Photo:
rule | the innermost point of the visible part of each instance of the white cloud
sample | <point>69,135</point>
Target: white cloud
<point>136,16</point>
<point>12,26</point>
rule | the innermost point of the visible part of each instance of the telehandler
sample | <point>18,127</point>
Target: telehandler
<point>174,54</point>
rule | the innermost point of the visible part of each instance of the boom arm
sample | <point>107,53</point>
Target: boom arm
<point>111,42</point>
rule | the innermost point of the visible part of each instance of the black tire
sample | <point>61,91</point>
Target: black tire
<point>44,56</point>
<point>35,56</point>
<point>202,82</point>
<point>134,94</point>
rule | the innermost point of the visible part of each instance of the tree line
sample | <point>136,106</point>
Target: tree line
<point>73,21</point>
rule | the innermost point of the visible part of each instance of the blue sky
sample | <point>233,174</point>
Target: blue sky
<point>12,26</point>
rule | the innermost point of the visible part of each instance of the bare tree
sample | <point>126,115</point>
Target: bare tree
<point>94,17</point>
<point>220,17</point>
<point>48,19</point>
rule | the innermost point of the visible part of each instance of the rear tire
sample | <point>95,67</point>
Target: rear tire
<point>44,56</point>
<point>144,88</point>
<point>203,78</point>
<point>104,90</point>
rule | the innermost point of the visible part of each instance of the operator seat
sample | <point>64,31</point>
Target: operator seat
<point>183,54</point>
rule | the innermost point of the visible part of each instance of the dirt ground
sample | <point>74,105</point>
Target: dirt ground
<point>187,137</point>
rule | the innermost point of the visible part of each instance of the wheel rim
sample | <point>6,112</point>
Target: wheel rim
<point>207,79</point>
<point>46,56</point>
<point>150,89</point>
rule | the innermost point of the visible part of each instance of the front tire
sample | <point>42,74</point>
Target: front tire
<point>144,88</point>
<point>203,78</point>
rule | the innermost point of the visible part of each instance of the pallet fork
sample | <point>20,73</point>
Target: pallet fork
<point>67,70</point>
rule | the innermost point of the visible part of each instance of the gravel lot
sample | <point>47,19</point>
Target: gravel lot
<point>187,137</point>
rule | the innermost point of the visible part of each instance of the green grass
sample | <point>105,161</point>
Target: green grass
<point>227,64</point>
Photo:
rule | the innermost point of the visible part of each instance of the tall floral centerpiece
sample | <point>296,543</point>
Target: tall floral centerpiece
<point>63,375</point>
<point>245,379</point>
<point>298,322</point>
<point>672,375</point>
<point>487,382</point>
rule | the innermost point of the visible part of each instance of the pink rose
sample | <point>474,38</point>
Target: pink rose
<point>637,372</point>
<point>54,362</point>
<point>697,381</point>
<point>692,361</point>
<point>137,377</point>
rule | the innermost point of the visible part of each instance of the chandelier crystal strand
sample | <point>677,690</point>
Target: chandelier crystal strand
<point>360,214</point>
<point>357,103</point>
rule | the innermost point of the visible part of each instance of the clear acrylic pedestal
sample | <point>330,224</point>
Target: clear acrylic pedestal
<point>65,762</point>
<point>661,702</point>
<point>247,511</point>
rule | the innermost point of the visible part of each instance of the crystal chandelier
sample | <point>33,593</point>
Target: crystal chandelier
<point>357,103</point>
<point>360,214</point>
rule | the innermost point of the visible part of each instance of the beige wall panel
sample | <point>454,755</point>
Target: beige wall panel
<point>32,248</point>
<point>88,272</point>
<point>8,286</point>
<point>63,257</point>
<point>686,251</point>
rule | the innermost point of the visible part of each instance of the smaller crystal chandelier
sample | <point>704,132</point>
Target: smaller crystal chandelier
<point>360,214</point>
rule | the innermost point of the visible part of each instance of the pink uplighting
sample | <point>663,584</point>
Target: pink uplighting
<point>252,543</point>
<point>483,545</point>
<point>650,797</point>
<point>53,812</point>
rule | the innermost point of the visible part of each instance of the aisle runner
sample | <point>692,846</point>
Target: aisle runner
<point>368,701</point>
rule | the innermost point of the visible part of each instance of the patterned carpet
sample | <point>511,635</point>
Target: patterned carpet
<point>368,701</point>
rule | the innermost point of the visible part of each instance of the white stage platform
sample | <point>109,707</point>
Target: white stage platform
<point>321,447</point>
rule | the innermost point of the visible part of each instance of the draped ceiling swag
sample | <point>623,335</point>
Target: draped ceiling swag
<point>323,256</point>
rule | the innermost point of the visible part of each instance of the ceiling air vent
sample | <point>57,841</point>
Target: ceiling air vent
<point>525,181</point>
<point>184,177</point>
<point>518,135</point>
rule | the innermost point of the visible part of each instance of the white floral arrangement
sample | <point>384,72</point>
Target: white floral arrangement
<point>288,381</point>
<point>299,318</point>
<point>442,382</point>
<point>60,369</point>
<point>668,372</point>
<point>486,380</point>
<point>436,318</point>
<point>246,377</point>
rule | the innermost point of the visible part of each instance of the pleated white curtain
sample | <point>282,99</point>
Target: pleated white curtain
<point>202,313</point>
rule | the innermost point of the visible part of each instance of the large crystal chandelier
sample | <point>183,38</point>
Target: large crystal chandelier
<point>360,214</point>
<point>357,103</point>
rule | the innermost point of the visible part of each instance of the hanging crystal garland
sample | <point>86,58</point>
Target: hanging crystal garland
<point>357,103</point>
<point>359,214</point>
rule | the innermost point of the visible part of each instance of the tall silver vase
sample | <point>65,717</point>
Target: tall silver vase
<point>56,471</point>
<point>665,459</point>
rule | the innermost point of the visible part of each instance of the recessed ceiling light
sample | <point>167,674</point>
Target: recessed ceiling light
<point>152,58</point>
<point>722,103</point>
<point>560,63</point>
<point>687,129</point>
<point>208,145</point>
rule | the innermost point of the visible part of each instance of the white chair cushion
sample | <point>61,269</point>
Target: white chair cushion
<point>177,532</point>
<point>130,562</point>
------------------------------------------------
**Task goal:**
Please recast every line of the entries above as a JSON list of strings, with one string per line and blank lines omitted.

**Answer to this task:**
[
  "Photo:",
  "rule | the innermost point of the visible part of each instance of the white cloud",
  "sample | <point>69,135</point>",
  "Target: white cloud",
  "<point>136,16</point>",
  "<point>12,26</point>",
  "rule | the innermost point of the visible part of each instance of the telehandler",
  "sample | <point>18,127</point>",
  "Target: telehandler",
  "<point>174,54</point>",
  "rule | the innermost point of the visible part of each instance of the boom arm",
  "sample | <point>107,53</point>",
  "Target: boom arm",
  "<point>111,42</point>",
  "rule | the innermost point of the visible part of each instance of the black tire",
  "sample | <point>61,91</point>",
  "Target: black tire",
  "<point>44,56</point>",
  "<point>35,56</point>",
  "<point>202,82</point>",
  "<point>134,94</point>",
  "rule | the innermost point of the visible part of each instance of the tree line",
  "sample | <point>136,106</point>",
  "Target: tree line",
  "<point>73,21</point>",
  "rule | the innermost point of the visible part of each instance of the blue sky",
  "sample | <point>233,174</point>",
  "Target: blue sky",
  "<point>12,26</point>",
  "rule | the innermost point of the visible part of each instance of the bare tree",
  "sample | <point>126,115</point>",
  "Target: bare tree",
  "<point>94,17</point>",
  "<point>220,17</point>",
  "<point>48,19</point>",
  "rule | the innermost point of the visible part of each instance of the rear tire",
  "sample | <point>95,67</point>",
  "Target: rear tire",
  "<point>44,56</point>",
  "<point>144,88</point>",
  "<point>203,78</point>",
  "<point>104,90</point>",
  "rule | the innermost point of the visible part of each instance of the operator seat",
  "sample | <point>64,31</point>",
  "Target: operator seat",
  "<point>183,54</point>",
  "rule | the innermost point of the visible part of each instance of the dirt ground",
  "sample | <point>74,105</point>",
  "Target: dirt ground",
  "<point>187,137</point>",
  "rule | the innermost point of the visible part of each instance of the wheel rim",
  "sample | <point>6,112</point>",
  "Target: wheel rim",
  "<point>207,79</point>",
  "<point>46,56</point>",
  "<point>150,89</point>",
  "rule | the innermost point of the visible part of each instance of the front tire",
  "sample | <point>42,74</point>",
  "Target: front tire",
  "<point>144,88</point>",
  "<point>203,78</point>",
  "rule | the innermost point of the visible part of each instance of the pallet fork",
  "sample | <point>20,73</point>",
  "Target: pallet fork",
  "<point>67,70</point>",
  "rule | the innermost point of the visible part of each instance of the gravel lot",
  "sample | <point>47,19</point>",
  "Target: gravel lot",
  "<point>187,137</point>",
  "rule | the innermost point of the visible part of each instance of the green grass",
  "sample | <point>105,161</point>",
  "Target: green grass",
  "<point>227,64</point>",
  "Photo:",
  "rule | the innermost point of the visible part of each instance of the tall floral centerpiece",
  "sample | <point>296,543</point>",
  "Target: tall floral centerpiece",
  "<point>63,375</point>",
  "<point>245,379</point>",
  "<point>298,322</point>",
  "<point>672,375</point>",
  "<point>487,382</point>",
  "rule | the innermost point of the visible part of each instance of the pink rose",
  "sample | <point>474,38</point>",
  "Target: pink rose",
  "<point>637,372</point>",
  "<point>54,362</point>",
  "<point>697,381</point>",
  "<point>692,361</point>",
  "<point>137,377</point>",
  "rule | the innermost point of the visible part of each instance of the chandelier crystal strand",
  "sample | <point>677,690</point>",
  "Target: chandelier crystal strand",
  "<point>360,214</point>",
  "<point>357,103</point>",
  "rule | the innermost point of the visible part of each instance of the clear acrylic pedestal",
  "sample | <point>330,224</point>",
  "Target: clear acrylic pedestal",
  "<point>65,762</point>",
  "<point>661,702</point>",
  "<point>247,511</point>",
  "rule | the innermost point of the visible part of each instance of the crystal chandelier",
  "sample | <point>33,593</point>",
  "Target: crystal chandelier",
  "<point>357,103</point>",
  "<point>360,214</point>",
  "rule | the innermost point of the visible part of each instance of the beige wall panel",
  "sample | <point>454,755</point>",
  "Target: beige wall panel",
  "<point>32,248</point>",
  "<point>88,272</point>",
  "<point>8,286</point>",
  "<point>63,257</point>",
  "<point>686,251</point>",
  "rule | the innermost point of the visible part of each instance of the smaller crystal chandelier",
  "sample | <point>704,132</point>",
  "Target: smaller crystal chandelier",
  "<point>360,214</point>",
  "rule | the innermost point of the visible part of each instance of the pink uplighting",
  "sample | <point>663,584</point>",
  "Target: pink uplighting",
  "<point>252,543</point>",
  "<point>483,545</point>",
  "<point>650,797</point>",
  "<point>53,812</point>",
  "rule | the innermost point of the visible part of each instance of the aisle runner",
  "sample | <point>692,846</point>",
  "Target: aisle runner",
  "<point>368,701</point>",
  "rule | the innermost point of the visible part of each instance of the patterned carpet",
  "sample | <point>511,635</point>",
  "Target: patterned carpet",
  "<point>368,701</point>",
  "rule | the innermost point of the visible part of each instance of the white stage platform",
  "sample | <point>109,707</point>",
  "Target: white stage platform",
  "<point>321,447</point>",
  "rule | the innermost point of the visible part of each instance of the draped ceiling swag",
  "sample | <point>623,335</point>",
  "Target: draped ceiling swag",
  "<point>323,256</point>",
  "rule | the innermost point of the visible part of each instance of the ceiling air vent",
  "sample | <point>57,841</point>",
  "Target: ceiling air vent",
  "<point>525,181</point>",
  "<point>184,177</point>",
  "<point>518,135</point>",
  "rule | the innermost point of the visible part of each instance of the white floral arrangement",
  "sample | <point>384,72</point>",
  "Target: white floral arrangement",
  "<point>288,381</point>",
  "<point>299,318</point>",
  "<point>442,382</point>",
  "<point>60,369</point>",
  "<point>668,372</point>",
  "<point>486,380</point>",
  "<point>436,318</point>",
  "<point>246,377</point>",
  "rule | the innermost point of the visible part of each instance of the pleated white curtain",
  "sample | <point>282,99</point>",
  "Target: pleated white curtain",
  "<point>202,313</point>",
  "rule | the innermost point of the visible part of each instance of the large crystal chandelier",
  "sample | <point>183,38</point>",
  "Target: large crystal chandelier",
  "<point>360,214</point>",
  "<point>357,103</point>",
  "rule | the innermost point of the visible part of each instance of the hanging crystal garland",
  "sample | <point>86,58</point>",
  "Target: hanging crystal garland",
  "<point>357,103</point>",
  "<point>359,214</point>",
  "rule | the innermost point of the visible part of each instance of the tall silver vase",
  "sample | <point>65,717</point>",
  "Target: tall silver vase",
  "<point>56,471</point>",
  "<point>665,459</point>",
  "rule | the innermost point of the visible part of each instance of the recessed ceiling light",
  "sample | <point>167,674</point>",
  "Target: recessed ceiling light",
  "<point>152,58</point>",
  "<point>722,103</point>",
  "<point>560,63</point>",
  "<point>687,129</point>",
  "<point>208,145</point>",
  "rule | the innermost point of the visible part of each instance of the white chair cushion",
  "sample | <point>61,269</point>",
  "Target: white chair cushion",
  "<point>177,532</point>",
  "<point>130,562</point>"
]